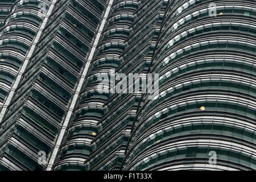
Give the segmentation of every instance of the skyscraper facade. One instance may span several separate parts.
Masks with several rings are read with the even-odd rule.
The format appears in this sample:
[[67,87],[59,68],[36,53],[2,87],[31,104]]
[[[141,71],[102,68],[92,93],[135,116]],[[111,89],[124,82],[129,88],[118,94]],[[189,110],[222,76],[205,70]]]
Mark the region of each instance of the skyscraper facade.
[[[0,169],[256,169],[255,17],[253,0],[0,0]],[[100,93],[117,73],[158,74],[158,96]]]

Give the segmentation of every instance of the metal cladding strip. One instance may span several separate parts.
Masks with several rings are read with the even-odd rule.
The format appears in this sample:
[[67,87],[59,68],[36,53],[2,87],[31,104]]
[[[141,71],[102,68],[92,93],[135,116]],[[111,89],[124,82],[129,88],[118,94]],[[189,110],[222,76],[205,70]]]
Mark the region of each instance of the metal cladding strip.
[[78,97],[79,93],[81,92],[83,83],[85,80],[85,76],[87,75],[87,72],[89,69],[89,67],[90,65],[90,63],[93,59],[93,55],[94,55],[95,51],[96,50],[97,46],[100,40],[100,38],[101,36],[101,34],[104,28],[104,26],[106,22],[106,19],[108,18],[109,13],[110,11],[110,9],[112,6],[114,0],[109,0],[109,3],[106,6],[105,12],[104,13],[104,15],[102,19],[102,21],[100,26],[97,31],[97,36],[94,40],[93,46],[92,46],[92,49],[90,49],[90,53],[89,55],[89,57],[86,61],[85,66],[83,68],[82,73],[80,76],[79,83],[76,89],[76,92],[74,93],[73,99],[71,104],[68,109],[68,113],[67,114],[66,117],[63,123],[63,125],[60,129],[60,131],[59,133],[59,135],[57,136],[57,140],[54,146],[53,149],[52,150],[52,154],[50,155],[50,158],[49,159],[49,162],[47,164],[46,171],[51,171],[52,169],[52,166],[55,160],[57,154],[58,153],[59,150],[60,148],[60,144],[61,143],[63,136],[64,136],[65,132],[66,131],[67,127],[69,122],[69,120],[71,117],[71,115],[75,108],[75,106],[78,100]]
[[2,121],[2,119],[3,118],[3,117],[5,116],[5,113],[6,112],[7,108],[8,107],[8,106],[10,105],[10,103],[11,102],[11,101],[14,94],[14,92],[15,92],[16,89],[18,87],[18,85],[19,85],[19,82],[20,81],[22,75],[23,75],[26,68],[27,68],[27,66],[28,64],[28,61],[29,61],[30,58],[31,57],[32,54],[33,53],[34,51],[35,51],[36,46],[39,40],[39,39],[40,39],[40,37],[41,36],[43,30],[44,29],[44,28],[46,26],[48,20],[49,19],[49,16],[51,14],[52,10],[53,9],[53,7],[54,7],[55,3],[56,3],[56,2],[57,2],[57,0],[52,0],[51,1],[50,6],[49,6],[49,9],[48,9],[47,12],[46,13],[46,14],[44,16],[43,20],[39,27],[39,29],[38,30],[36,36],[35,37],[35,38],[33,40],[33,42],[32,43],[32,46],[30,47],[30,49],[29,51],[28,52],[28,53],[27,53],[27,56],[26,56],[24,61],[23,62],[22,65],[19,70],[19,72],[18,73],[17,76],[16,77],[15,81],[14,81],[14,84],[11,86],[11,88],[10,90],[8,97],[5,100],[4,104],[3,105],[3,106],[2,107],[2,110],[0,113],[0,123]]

****************************************

§ **REQUIRED WORK**
Set down the lines of the records above exactly, apart from the pictures.

§ **SOLUTION TO THIS EXERCISE**
Give the segmentation of every instance of the skyscraper facade. One instance may span several separate parts.
Masks with several rings are read with the even-odd rule.
The format appears in this sample:
[[67,87],[59,68],[36,53],[2,87],[31,104]]
[[[141,71],[102,68],[92,93],[135,116]],[[111,89],[124,82],[129,88],[118,94]],[[189,110],[222,76],[205,70]]]
Mark the region of each instance of the skyscraper facade.
[[[0,169],[256,169],[255,17],[253,0],[0,0]],[[100,93],[117,73],[158,74],[158,96]]]

Give the segmentation of every instance of the metal cladding strip. One instance may span several separate parts.
Masks with several rings are read with the even-odd rule.
The format appears in this sample:
[[67,87],[59,68],[36,53],[2,87],[31,104]]
[[[141,71],[102,68],[92,93],[135,116]],[[111,89],[124,82],[129,88],[118,94]],[[189,110],[222,76],[205,70]]]
Mark the region of each instance of the metal cladding strip.
[[78,97],[79,93],[81,92],[83,83],[85,80],[85,76],[87,75],[87,72],[89,69],[89,67],[90,65],[90,63],[93,59],[93,55],[94,55],[95,51],[96,50],[97,46],[100,40],[100,38],[101,36],[101,34],[104,28],[104,26],[106,22],[106,19],[108,18],[109,13],[110,11],[110,9],[112,6],[114,0],[109,0],[109,3],[106,6],[105,12],[104,13],[104,15],[102,19],[102,21],[100,26],[97,31],[97,36],[94,40],[93,46],[92,46],[92,49],[90,49],[90,53],[89,55],[89,57],[86,61],[85,66],[83,68],[82,73],[80,76],[79,83],[76,89],[76,92],[74,93],[73,99],[71,104],[68,109],[68,113],[67,114],[66,117],[63,123],[63,125],[60,129],[60,131],[59,133],[59,135],[57,136],[57,140],[54,146],[53,149],[52,150],[52,154],[50,155],[50,158],[49,159],[49,162],[47,164],[46,171],[51,171],[52,169],[52,166],[55,160],[57,154],[58,153],[59,150],[60,148],[60,144],[61,143],[63,136],[64,136],[65,132],[66,131],[67,127],[69,122],[69,120],[71,117],[71,115],[75,108],[75,106],[78,100]]
[[2,121],[2,119],[3,118],[3,117],[5,116],[5,113],[6,112],[7,108],[8,107],[8,106],[10,105],[10,103],[11,102],[11,101],[14,94],[14,92],[15,92],[16,89],[18,87],[18,85],[19,85],[19,82],[20,81],[22,75],[23,75],[26,68],[27,68],[27,66],[28,64],[28,61],[29,61],[30,58],[31,57],[32,54],[33,53],[34,51],[35,51],[36,46],[39,40],[39,39],[40,39],[40,37],[41,36],[43,30],[44,29],[44,28],[46,26],[48,20],[49,19],[49,16],[51,14],[52,10],[53,9],[53,7],[54,7],[55,3],[56,3],[56,2],[57,2],[57,0],[52,0],[51,1],[50,6],[49,6],[49,9],[48,9],[47,12],[46,13],[46,14],[44,16],[43,20],[39,27],[39,29],[38,30],[36,36],[35,37],[35,38],[33,40],[33,42],[32,43],[32,46],[30,47],[30,49],[29,51],[28,52],[28,53],[27,53],[27,56],[26,56],[24,61],[23,62],[22,65],[19,70],[19,72],[18,73],[17,76],[16,77],[15,81],[14,81],[14,84],[11,86],[11,88],[10,90],[8,97],[5,100],[4,104],[3,105],[3,106],[2,107],[2,110],[0,113],[0,123]]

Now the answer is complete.